--- EXCERPTED DATA ---
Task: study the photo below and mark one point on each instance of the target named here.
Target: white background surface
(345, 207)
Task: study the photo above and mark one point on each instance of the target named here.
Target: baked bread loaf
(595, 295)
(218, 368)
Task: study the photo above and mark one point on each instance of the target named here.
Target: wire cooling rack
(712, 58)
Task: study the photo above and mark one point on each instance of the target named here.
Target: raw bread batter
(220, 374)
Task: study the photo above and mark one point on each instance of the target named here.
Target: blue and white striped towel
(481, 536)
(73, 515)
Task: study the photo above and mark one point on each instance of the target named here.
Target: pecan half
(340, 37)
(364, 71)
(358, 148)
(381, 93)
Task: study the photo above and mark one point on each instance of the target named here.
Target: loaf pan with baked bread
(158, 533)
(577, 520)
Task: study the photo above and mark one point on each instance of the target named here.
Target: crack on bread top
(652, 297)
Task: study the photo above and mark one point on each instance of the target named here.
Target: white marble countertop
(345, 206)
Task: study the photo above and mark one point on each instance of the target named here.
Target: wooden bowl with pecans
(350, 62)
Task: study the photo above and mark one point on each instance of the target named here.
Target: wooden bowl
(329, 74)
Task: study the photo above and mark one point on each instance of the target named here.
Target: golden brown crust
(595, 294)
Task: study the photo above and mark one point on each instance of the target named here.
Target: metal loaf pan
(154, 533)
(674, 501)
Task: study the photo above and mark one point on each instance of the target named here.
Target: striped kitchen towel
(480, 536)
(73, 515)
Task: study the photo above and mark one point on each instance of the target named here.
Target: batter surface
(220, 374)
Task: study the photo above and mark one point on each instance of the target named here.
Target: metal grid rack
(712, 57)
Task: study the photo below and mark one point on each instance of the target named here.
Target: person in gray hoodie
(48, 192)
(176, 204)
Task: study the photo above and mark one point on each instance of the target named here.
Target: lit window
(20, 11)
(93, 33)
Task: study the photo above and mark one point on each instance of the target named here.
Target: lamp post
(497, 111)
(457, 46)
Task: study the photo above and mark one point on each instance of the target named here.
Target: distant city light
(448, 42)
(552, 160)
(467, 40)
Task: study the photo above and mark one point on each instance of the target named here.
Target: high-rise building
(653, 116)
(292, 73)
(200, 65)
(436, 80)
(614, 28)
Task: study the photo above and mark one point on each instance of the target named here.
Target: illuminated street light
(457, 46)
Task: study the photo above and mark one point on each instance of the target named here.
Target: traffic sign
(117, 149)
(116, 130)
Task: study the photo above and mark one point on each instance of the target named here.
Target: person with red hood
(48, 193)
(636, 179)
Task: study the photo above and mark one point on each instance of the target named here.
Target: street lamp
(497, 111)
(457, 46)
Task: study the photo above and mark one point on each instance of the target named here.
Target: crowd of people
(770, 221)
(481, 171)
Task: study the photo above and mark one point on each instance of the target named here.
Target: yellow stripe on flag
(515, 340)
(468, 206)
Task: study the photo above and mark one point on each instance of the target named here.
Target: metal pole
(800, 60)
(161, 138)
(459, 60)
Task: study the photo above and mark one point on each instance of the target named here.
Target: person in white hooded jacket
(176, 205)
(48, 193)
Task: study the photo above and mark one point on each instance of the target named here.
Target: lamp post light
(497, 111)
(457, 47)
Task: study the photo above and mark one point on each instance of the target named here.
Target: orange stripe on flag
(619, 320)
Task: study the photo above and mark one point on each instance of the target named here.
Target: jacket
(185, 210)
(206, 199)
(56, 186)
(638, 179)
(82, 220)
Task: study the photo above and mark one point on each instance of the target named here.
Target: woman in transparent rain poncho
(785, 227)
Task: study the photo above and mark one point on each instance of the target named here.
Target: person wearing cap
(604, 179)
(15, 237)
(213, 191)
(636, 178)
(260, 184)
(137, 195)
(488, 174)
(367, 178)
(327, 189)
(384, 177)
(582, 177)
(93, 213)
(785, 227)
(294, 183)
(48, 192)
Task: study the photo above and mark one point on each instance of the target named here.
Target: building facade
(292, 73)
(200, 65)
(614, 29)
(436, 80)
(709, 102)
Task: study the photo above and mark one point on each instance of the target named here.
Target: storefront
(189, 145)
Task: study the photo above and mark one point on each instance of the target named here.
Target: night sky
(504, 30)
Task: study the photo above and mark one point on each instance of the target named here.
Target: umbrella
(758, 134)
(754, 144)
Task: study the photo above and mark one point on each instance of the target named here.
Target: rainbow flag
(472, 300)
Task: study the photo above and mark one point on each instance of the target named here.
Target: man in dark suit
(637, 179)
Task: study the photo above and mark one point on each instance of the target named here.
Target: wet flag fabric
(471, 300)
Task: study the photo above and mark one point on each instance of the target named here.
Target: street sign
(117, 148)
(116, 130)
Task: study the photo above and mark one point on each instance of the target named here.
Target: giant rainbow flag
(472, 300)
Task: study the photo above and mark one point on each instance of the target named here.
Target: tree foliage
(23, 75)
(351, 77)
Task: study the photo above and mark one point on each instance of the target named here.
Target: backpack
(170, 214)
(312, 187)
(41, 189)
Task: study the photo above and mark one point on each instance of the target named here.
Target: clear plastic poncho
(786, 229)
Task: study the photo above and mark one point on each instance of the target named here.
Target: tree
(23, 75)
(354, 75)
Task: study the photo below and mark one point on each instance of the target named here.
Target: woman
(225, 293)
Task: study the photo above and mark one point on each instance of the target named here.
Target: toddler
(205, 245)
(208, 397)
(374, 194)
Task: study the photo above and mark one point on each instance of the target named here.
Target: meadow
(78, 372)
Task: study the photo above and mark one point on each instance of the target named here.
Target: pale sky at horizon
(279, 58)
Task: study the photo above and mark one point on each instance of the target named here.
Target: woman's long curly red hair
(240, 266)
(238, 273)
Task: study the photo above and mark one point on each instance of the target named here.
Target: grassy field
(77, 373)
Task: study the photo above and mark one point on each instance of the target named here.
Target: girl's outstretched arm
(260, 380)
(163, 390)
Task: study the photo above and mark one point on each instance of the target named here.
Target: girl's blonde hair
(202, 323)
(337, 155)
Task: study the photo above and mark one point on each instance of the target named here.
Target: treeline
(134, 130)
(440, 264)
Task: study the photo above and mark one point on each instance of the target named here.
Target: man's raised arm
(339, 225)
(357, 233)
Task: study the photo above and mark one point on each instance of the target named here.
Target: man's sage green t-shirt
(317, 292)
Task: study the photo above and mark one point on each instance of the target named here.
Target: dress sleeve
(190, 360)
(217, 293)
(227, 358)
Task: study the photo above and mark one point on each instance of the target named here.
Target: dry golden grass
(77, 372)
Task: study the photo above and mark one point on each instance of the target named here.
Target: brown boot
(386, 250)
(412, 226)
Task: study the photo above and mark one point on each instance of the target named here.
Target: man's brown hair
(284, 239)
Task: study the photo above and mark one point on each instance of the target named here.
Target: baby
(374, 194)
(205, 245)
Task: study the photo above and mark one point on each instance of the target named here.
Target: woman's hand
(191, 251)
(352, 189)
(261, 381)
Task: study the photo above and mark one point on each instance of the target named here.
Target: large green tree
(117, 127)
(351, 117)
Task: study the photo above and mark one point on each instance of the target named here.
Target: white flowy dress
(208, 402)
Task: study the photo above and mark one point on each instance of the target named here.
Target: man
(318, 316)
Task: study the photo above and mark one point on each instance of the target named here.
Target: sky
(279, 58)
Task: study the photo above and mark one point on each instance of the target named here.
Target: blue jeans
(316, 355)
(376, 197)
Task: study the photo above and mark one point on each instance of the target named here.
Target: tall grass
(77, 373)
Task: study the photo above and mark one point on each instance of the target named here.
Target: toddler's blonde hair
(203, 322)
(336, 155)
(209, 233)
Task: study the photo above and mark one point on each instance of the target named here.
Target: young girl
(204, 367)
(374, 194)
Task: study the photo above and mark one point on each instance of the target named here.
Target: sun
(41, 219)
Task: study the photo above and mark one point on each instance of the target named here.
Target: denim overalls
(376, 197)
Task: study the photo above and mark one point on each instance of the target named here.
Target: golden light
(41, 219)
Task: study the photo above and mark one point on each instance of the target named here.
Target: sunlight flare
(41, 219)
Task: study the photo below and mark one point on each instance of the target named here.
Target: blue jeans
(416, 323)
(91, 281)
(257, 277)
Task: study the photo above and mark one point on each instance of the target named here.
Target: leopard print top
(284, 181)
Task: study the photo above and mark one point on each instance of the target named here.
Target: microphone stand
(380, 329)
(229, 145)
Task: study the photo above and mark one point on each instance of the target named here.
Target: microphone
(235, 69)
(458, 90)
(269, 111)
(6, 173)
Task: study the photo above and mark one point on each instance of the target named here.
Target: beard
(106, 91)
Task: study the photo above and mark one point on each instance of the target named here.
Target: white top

--- EXERCISE OBJECTIVE ---
Count the lines in the listing above that contain the word "hair". Reply with the number alone.

--- FINAL RESULT ---
4